(Excerpts from a pointing dataset)
+---+

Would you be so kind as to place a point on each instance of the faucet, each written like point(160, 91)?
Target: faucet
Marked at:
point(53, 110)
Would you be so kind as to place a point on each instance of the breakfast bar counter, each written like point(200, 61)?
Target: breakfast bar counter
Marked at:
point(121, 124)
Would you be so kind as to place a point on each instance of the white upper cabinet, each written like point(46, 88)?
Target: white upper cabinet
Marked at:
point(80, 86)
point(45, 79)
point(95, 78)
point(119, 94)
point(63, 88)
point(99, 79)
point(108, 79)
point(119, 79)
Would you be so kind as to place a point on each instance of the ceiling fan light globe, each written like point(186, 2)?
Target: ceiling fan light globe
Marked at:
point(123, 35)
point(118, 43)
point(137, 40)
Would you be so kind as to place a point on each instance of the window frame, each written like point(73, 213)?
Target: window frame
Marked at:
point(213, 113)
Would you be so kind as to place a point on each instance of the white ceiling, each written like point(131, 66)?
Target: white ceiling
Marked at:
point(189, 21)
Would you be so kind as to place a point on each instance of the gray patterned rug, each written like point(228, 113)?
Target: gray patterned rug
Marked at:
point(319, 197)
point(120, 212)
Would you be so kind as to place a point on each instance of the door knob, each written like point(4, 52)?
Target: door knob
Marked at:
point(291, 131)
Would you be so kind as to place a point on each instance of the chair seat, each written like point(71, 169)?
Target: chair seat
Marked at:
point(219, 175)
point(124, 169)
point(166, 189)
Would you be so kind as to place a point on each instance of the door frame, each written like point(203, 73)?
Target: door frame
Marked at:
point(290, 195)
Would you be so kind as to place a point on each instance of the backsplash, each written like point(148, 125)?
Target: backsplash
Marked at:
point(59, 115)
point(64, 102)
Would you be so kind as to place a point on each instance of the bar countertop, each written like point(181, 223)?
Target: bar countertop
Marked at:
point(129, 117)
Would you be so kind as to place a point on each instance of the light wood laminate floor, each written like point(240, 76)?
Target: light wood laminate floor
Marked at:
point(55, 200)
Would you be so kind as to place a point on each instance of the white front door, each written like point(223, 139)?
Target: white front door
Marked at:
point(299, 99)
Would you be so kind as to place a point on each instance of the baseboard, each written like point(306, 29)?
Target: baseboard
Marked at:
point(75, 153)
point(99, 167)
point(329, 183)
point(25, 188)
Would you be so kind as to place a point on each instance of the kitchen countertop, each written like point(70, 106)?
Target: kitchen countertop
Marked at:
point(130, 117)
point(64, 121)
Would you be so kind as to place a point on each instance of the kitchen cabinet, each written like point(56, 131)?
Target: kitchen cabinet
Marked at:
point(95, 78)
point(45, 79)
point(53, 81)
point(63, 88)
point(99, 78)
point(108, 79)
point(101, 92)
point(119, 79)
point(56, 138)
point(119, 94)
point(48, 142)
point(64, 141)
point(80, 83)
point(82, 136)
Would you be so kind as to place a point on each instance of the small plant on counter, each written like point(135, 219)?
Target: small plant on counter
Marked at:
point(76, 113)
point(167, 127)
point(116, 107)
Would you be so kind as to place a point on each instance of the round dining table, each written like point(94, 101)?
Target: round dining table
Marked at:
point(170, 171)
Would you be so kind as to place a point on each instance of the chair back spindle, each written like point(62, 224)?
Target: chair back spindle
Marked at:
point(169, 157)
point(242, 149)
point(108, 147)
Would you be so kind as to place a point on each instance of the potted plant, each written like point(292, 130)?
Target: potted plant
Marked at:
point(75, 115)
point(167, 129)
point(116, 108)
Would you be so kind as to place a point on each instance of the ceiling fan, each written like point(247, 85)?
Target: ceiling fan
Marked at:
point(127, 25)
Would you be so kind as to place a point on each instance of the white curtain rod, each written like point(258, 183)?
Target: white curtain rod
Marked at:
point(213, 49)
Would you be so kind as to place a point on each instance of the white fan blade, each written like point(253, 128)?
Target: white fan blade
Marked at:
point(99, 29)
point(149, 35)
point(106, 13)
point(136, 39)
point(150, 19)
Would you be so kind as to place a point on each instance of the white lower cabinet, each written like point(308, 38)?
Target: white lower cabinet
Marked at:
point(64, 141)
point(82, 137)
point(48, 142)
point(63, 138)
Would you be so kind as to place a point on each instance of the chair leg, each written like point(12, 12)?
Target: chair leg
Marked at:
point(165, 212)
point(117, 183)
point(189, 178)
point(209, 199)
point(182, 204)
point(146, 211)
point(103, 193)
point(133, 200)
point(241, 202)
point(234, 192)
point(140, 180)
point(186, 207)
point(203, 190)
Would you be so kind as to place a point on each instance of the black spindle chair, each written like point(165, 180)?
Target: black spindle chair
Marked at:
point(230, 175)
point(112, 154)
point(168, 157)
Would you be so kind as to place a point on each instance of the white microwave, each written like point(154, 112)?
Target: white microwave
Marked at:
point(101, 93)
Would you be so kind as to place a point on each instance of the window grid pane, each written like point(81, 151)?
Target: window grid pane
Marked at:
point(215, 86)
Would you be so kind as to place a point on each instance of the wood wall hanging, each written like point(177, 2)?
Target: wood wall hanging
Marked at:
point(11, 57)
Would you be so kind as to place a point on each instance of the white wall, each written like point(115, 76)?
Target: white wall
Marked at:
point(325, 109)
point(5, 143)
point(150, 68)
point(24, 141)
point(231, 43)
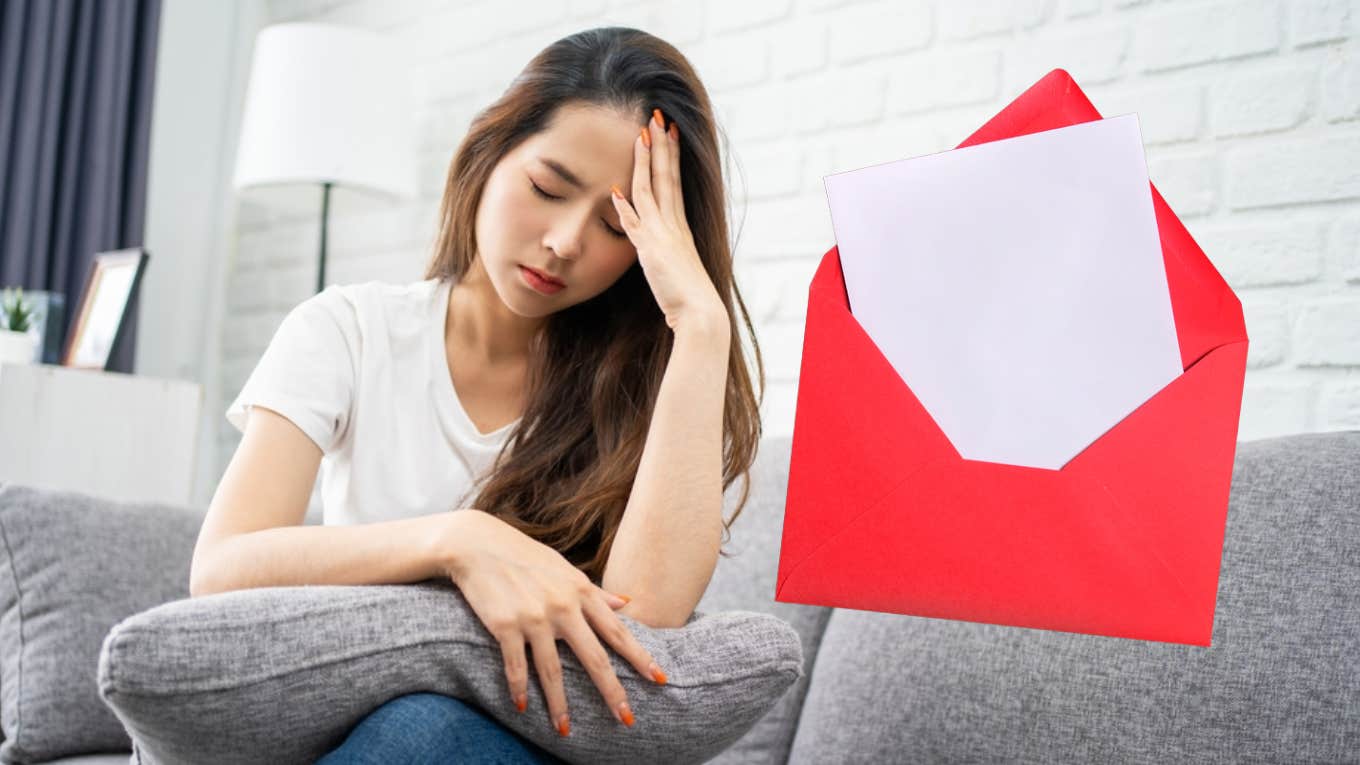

+---+

Required work -> Recast all of the data above as a numbered list with one item per line and no blank lines. Leave the pictures out of the answer.

Result for this task ->
1. Would you be so kind as to place a point on each instance of the faucet, each written like point(160, 91)?
2. Target: faucet
3. Marked at:
4. point(53, 110)
5. Would you be so kind as to place a point on each instance of the breakfast bar counter, each written like point(200, 61)?
6. Target: breakfast bar counter
7. Marked at:
8. point(121, 124)
9. Would you be so kind as to place a point on each instance of the white upper cabinet, each written like point(46, 88)?
10. Target: white upper cabinet
11. Marked at:
12. point(80, 86)
13. point(45, 79)
14. point(95, 78)
15. point(119, 94)
16. point(63, 88)
17. point(99, 79)
18. point(108, 79)
19. point(119, 79)
20. Would you be so kind as to place a point on each instance of the ceiling fan light globe, each written like point(186, 2)?
21. Target: ceiling fan light globe
22. Marked at:
23. point(123, 35)
24. point(118, 43)
25. point(137, 40)
26. Would you be so kind as to place a point on each instance of the window frame, each written like point(73, 213)?
27. Target: window frame
28. Marked at:
29. point(213, 113)
30. Would you be so kind as to place a point on each instance of the white ceiling, each written like point(131, 66)?
31. Target: white ceiling
32. Marked at:
33. point(189, 21)
34. Would you be so kind as to place a point on each instance of the gray patterned rug, each written like point(228, 113)?
35. Target: gray patterned rug
36. Marked at:
37. point(319, 197)
38. point(120, 212)
39. Would you be so kind as to place a point on each instance of the door knob, each written like point(4, 52)?
40. Target: door knob
41. Marked at:
42. point(291, 131)
43. Would you be so kind as to place a point on each instance of the chair seat, each written like point(71, 169)?
44. Target: chair seat
45. Marked at:
46. point(219, 175)
47. point(124, 169)
48. point(166, 189)
49. Would you be so kind as to place a point on each instance of the door frame, each written like point(203, 73)?
50. Target: door frame
51. Marked at:
52. point(290, 195)
53. Would you be so kind as to place a point on each instance of the backsplash, each written like point(148, 125)?
54. Target: backsplash
55. Marked at:
56. point(59, 115)
57. point(64, 102)
58. Would you be so kind as to place a point on each instance of the bar countertop, each written like point(181, 223)?
59. Target: bar countertop
60. Marked at:
61. point(129, 117)
62. Would you be so kind as to place a point on each instance of the light wood laminate floor, each written like point(240, 76)?
63. Target: light wood laminate floor
64. Marked at:
65. point(55, 200)
66. Would you be so kind as to place a point on each instance of the white front door, each written like point(223, 139)?
67. Target: white front door
68. Marked at:
69. point(299, 99)
70. Would you be so kind as to place a point on each instance of the baseboard, each written like point(306, 29)?
71. Target: baseboard
72. Marked at:
73. point(75, 153)
74. point(99, 167)
75. point(329, 183)
76. point(25, 188)
77. Would you be so kind as to place a point on each instance of the kitchen countertop, each written like point(70, 106)?
78. Target: kitchen countertop
79. Marked at:
80. point(130, 117)
81. point(64, 121)
82. Would you be so kind as to place a point on each instance of the kitchen cabinet, each written like point(56, 131)?
83. Target: kitchen cabinet
84. Marked at:
85. point(95, 78)
86. point(45, 79)
87. point(53, 81)
88. point(63, 88)
89. point(99, 78)
90. point(108, 79)
91. point(101, 92)
92. point(119, 79)
93. point(56, 138)
94. point(119, 94)
95. point(48, 142)
96. point(64, 141)
97. point(80, 83)
98. point(82, 136)
99. Would you be so kind as to place a point on each instance of the small plant on counter, each written like point(135, 219)?
100. Target: small plant on counter
101. Marked at:
102. point(76, 113)
103. point(167, 127)
104. point(116, 107)
105. Would you be so kind as to place a point on each instance of the round dining table, each written like point(94, 101)?
106. Target: round dining table
107. Marked at:
108. point(170, 171)
109. Would you be so kind as to place a point on each instance of the chair back spindle, each written like point(62, 224)?
110. Target: chair back spindle
111. Marked at:
112. point(169, 157)
113. point(242, 149)
114. point(108, 147)
115. Would you be so kind as to place a point on each instance of the potted plant, each written like point(292, 130)?
116. Target: potted plant
117. Marked at:
118. point(75, 115)
119. point(167, 129)
120. point(116, 108)
121. Would you be so kind as to place a point on each instance of the ceiling fan, each written like point(247, 85)?
122. Target: ceiling fan
123. Marked at:
124. point(127, 25)
125. Would you be so kind as to place a point on each instance of the white curtain rod, each written like point(258, 183)?
126. Target: white curtain rod
127. Marked at:
128. point(213, 49)
129. Would you be so kind as to place a point on each instance of the white fan blade, each written like point(253, 128)?
130. Target: white fan blade
131. Marked at:
132. point(99, 29)
133. point(149, 35)
134. point(106, 13)
135. point(136, 39)
136. point(150, 19)
137. Would you be so kind as to place a point on each instance of the white lower cabinet, each written like point(308, 38)?
138. Target: white lower cabinet
139. Marked at:
140. point(64, 141)
141. point(82, 137)
142. point(48, 142)
143. point(63, 138)
144. Would you be so kind as to place a point on each instance of the chair leg, each written like point(12, 12)?
145. Target: chair leg
146. Marked at:
147. point(165, 212)
148. point(117, 183)
149. point(189, 178)
150. point(209, 199)
151. point(182, 204)
152. point(146, 211)
153. point(103, 193)
154. point(133, 200)
155. point(241, 202)
156. point(234, 192)
157. point(140, 180)
158. point(186, 207)
159. point(203, 190)
160. Would you be so kind as to place a point on each instance of the black spindle chair, each written like point(165, 180)?
161. Target: black spindle chair
162. Marked at:
163. point(230, 175)
164. point(112, 154)
165. point(168, 157)
166. Would you be so kind as to place a point on each instance of the white microwave, each written like point(154, 112)?
167. Target: white microwave
168. Marked at:
169. point(101, 93)
170. Would you be so kind as to place a point on each instance of the window grid pane, each written like point(81, 151)?
171. Target: window grid pane
172. Marked at:
173. point(215, 86)
174. Would you be so kind as to place a point on each instance of the wood wall hanging, each written like point(177, 2)?
175. Target: wood wall hanging
176. Marked at:
177. point(11, 57)
178. Would you be so kind as to place a point on each instance of the white wall, each written like point(115, 76)?
179. Target: white wall
180. Marked at:
181. point(325, 109)
182. point(5, 143)
183. point(150, 68)
184. point(24, 141)
185. point(231, 43)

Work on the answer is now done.